Given data:
────────────────────────────────────────

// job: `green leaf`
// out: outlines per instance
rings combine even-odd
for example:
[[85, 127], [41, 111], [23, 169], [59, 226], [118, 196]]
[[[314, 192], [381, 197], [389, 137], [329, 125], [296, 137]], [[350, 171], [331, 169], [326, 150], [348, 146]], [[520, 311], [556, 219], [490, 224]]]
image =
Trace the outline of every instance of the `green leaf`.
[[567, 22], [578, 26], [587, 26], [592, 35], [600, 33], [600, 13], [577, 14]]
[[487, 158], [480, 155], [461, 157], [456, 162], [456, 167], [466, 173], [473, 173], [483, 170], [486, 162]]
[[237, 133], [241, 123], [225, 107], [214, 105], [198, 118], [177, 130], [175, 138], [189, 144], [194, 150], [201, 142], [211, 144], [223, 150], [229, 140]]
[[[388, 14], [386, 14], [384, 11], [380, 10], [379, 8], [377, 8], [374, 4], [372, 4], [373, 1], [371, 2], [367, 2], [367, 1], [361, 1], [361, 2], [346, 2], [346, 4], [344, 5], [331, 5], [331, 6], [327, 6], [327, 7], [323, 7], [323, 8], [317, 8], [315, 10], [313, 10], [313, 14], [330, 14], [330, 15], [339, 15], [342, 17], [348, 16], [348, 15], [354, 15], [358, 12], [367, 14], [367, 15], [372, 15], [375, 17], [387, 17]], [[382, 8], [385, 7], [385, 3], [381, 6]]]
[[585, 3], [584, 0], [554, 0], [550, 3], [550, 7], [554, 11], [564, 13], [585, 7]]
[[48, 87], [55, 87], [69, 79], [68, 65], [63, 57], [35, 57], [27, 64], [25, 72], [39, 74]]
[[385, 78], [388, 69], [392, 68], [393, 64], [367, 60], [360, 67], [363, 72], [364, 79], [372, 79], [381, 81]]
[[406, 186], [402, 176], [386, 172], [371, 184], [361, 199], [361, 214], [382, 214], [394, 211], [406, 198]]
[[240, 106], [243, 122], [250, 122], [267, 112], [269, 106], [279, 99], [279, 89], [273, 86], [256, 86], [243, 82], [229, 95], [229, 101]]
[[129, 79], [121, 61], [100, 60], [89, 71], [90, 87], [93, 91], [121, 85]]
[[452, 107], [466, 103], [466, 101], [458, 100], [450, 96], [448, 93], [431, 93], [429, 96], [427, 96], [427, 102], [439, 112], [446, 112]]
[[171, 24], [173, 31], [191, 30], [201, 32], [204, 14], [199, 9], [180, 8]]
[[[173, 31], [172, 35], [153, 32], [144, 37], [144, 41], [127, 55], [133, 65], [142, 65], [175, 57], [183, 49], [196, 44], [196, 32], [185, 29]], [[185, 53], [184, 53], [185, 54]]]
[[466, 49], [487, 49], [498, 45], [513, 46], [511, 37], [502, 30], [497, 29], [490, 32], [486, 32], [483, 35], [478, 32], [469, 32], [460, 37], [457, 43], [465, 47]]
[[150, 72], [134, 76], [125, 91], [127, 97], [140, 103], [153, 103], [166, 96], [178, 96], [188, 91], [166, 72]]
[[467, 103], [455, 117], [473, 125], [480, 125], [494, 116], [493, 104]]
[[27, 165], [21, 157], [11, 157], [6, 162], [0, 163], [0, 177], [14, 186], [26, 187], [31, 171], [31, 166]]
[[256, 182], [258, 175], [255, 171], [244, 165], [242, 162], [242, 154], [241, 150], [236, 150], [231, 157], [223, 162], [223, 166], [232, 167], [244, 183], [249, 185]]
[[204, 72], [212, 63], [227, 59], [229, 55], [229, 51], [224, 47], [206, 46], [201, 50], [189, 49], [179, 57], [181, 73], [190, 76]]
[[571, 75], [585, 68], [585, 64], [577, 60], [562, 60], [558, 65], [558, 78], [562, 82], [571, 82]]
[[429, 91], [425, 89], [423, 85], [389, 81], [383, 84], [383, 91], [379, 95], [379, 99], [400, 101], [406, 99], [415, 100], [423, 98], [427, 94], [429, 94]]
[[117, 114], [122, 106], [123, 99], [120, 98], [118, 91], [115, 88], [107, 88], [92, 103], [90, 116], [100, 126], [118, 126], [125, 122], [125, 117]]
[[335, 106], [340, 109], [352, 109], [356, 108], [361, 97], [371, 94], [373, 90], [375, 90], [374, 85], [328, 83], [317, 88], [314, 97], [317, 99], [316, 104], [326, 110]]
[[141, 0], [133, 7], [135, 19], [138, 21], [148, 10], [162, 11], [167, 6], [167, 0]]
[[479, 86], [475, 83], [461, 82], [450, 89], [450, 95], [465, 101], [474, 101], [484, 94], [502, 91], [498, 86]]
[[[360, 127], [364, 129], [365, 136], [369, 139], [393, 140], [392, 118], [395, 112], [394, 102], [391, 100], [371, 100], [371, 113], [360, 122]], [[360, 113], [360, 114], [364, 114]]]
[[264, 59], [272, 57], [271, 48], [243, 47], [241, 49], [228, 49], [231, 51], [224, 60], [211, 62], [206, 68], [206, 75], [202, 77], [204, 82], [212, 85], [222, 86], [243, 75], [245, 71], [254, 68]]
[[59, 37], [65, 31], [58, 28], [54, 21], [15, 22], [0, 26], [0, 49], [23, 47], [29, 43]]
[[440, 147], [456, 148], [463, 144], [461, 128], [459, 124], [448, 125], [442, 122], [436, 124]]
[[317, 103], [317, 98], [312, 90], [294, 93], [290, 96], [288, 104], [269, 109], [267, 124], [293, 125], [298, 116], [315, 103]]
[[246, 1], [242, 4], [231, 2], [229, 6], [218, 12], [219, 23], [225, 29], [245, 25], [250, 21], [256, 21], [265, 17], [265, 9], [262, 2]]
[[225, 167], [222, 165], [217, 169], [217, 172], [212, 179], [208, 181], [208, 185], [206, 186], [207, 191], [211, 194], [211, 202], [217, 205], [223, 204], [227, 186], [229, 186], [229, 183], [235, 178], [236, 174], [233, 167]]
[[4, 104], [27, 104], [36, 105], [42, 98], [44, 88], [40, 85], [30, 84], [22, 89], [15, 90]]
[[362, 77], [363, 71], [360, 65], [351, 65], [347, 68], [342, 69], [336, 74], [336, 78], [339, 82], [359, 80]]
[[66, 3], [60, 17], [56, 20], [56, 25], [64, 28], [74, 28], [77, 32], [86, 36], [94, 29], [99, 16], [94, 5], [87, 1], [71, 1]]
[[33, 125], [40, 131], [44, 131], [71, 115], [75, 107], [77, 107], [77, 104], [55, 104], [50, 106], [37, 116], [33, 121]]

────────────────────────────────────────

Restate the records above word for word.

// job: `green leaf`
// out: outlines per instance
rings combine even-odd
for example:
[[85, 127], [41, 111], [23, 169], [59, 226], [118, 196]]
[[[314, 192], [381, 197], [389, 137], [329, 125], [296, 137]], [[350, 171], [331, 169], [326, 150], [348, 146]], [[520, 311], [556, 219], [490, 224]]]
image =
Trace the outline of every instance of the `green leaf`.
[[567, 22], [578, 26], [587, 26], [592, 35], [600, 33], [600, 13], [577, 14]]
[[487, 158], [480, 155], [461, 157], [456, 162], [456, 167], [466, 173], [473, 173], [483, 170], [486, 162]]
[[237, 133], [241, 123], [225, 107], [214, 105], [198, 118], [177, 130], [175, 138], [189, 144], [194, 150], [201, 142], [211, 144], [223, 150], [229, 140]]
[[[388, 14], [386, 14], [384, 11], [380, 10], [379, 8], [377, 8], [374, 4], [372, 4], [373, 1], [371, 2], [367, 2], [367, 1], [361, 1], [361, 2], [346, 2], [346, 4], [344, 5], [331, 5], [331, 6], [327, 6], [327, 7], [323, 7], [323, 8], [317, 8], [315, 10], [313, 10], [313, 14], [330, 14], [330, 15], [339, 15], [342, 17], [348, 16], [348, 15], [354, 15], [358, 12], [367, 14], [367, 15], [372, 15], [375, 17], [387, 17]], [[382, 8], [385, 7], [385, 3], [381, 6]]]
[[585, 3], [584, 0], [554, 0], [550, 3], [550, 7], [554, 11], [564, 13], [585, 7]]
[[48, 87], [55, 87], [69, 79], [68, 65], [63, 57], [35, 57], [27, 64], [25, 72], [39, 74]]
[[385, 78], [388, 69], [392, 68], [393, 64], [367, 60], [360, 67], [363, 72], [364, 79], [372, 79], [381, 81]]
[[406, 186], [402, 176], [386, 172], [371, 184], [361, 199], [361, 214], [382, 214], [394, 211], [406, 198]]
[[240, 106], [243, 122], [250, 122], [267, 112], [269, 106], [279, 99], [279, 89], [273, 86], [256, 86], [243, 82], [229, 95], [229, 101]]
[[129, 79], [121, 61], [100, 60], [89, 71], [90, 87], [93, 91], [121, 85]]
[[452, 107], [466, 103], [466, 101], [458, 100], [450, 96], [448, 93], [431, 93], [429, 96], [427, 96], [427, 102], [439, 112], [446, 112]]
[[171, 24], [173, 31], [191, 30], [201, 32], [204, 14], [199, 9], [180, 8]]
[[[173, 31], [172, 35], [153, 32], [144, 37], [144, 41], [127, 55], [133, 65], [142, 65], [175, 57], [183, 49], [196, 44], [196, 32], [185, 29]], [[185, 53], [184, 53], [185, 54]]]
[[466, 49], [487, 49], [498, 45], [513, 46], [511, 37], [502, 30], [497, 29], [490, 32], [486, 32], [483, 35], [478, 32], [469, 32], [460, 37], [457, 43], [465, 47]]
[[150, 72], [134, 76], [125, 91], [127, 97], [140, 103], [153, 103], [166, 96], [178, 96], [188, 91], [166, 72]]
[[467, 103], [455, 117], [473, 125], [480, 125], [494, 116], [493, 104]]
[[27, 165], [21, 157], [11, 157], [6, 162], [0, 163], [0, 177], [14, 186], [26, 187], [31, 171], [31, 166]]
[[256, 182], [258, 175], [255, 171], [244, 165], [242, 162], [242, 154], [241, 150], [236, 150], [231, 157], [223, 162], [223, 166], [232, 167], [244, 183], [249, 185]]
[[204, 72], [212, 63], [227, 59], [229, 55], [229, 51], [224, 47], [206, 46], [201, 50], [189, 49], [179, 57], [181, 73], [190, 76]]
[[571, 75], [585, 68], [585, 64], [577, 60], [562, 60], [558, 65], [558, 78], [562, 82], [571, 82]]
[[429, 91], [425, 89], [423, 85], [389, 81], [383, 84], [383, 91], [379, 95], [379, 99], [400, 101], [406, 99], [415, 100], [423, 98], [427, 94], [429, 94]]
[[117, 114], [122, 106], [123, 99], [120, 98], [118, 91], [115, 88], [107, 88], [92, 103], [90, 116], [100, 126], [118, 126], [125, 122], [125, 117]]
[[335, 106], [340, 109], [352, 109], [356, 108], [361, 97], [371, 94], [373, 90], [375, 90], [374, 85], [328, 83], [317, 88], [314, 97], [317, 99], [316, 104], [326, 110]]
[[141, 0], [133, 7], [135, 19], [138, 21], [148, 10], [162, 11], [167, 6], [167, 0]]
[[479, 86], [475, 83], [461, 82], [450, 89], [450, 95], [465, 101], [474, 101], [484, 94], [502, 91], [498, 86]]
[[[360, 127], [364, 129], [365, 136], [369, 139], [393, 140], [392, 118], [395, 112], [394, 102], [391, 100], [371, 100], [371, 113], [360, 122]], [[360, 113], [360, 114], [364, 114]]]
[[264, 59], [272, 57], [271, 48], [243, 47], [241, 49], [228, 49], [231, 51], [224, 60], [211, 62], [206, 68], [206, 75], [202, 77], [204, 82], [212, 85], [222, 86], [243, 75], [245, 71], [254, 68]]
[[59, 37], [65, 31], [58, 28], [54, 21], [15, 22], [0, 26], [0, 49], [23, 47], [29, 43]]
[[440, 147], [456, 148], [463, 144], [461, 128], [459, 124], [448, 125], [442, 122], [436, 124]]
[[317, 103], [317, 98], [312, 90], [294, 93], [290, 96], [288, 104], [269, 109], [267, 124], [293, 125], [298, 116], [315, 103]]
[[246, 1], [242, 4], [231, 2], [229, 6], [218, 12], [219, 23], [225, 29], [245, 25], [250, 21], [256, 21], [265, 17], [265, 9], [262, 2]]
[[225, 167], [222, 165], [217, 169], [217, 172], [212, 179], [208, 181], [208, 185], [206, 186], [207, 191], [211, 194], [211, 202], [217, 205], [223, 204], [227, 186], [229, 186], [229, 183], [235, 178], [236, 174], [233, 167]]
[[4, 104], [27, 104], [36, 105], [42, 98], [44, 88], [40, 85], [30, 84], [22, 89], [15, 90]]
[[362, 77], [363, 71], [360, 65], [351, 65], [347, 68], [342, 69], [336, 74], [336, 78], [339, 82], [359, 80]]
[[66, 3], [60, 17], [56, 20], [56, 25], [64, 28], [74, 28], [77, 32], [86, 36], [94, 29], [99, 16], [94, 5], [87, 1], [71, 1]]
[[33, 125], [40, 131], [44, 131], [71, 115], [75, 107], [77, 107], [77, 104], [55, 104], [50, 106], [37, 116], [33, 121]]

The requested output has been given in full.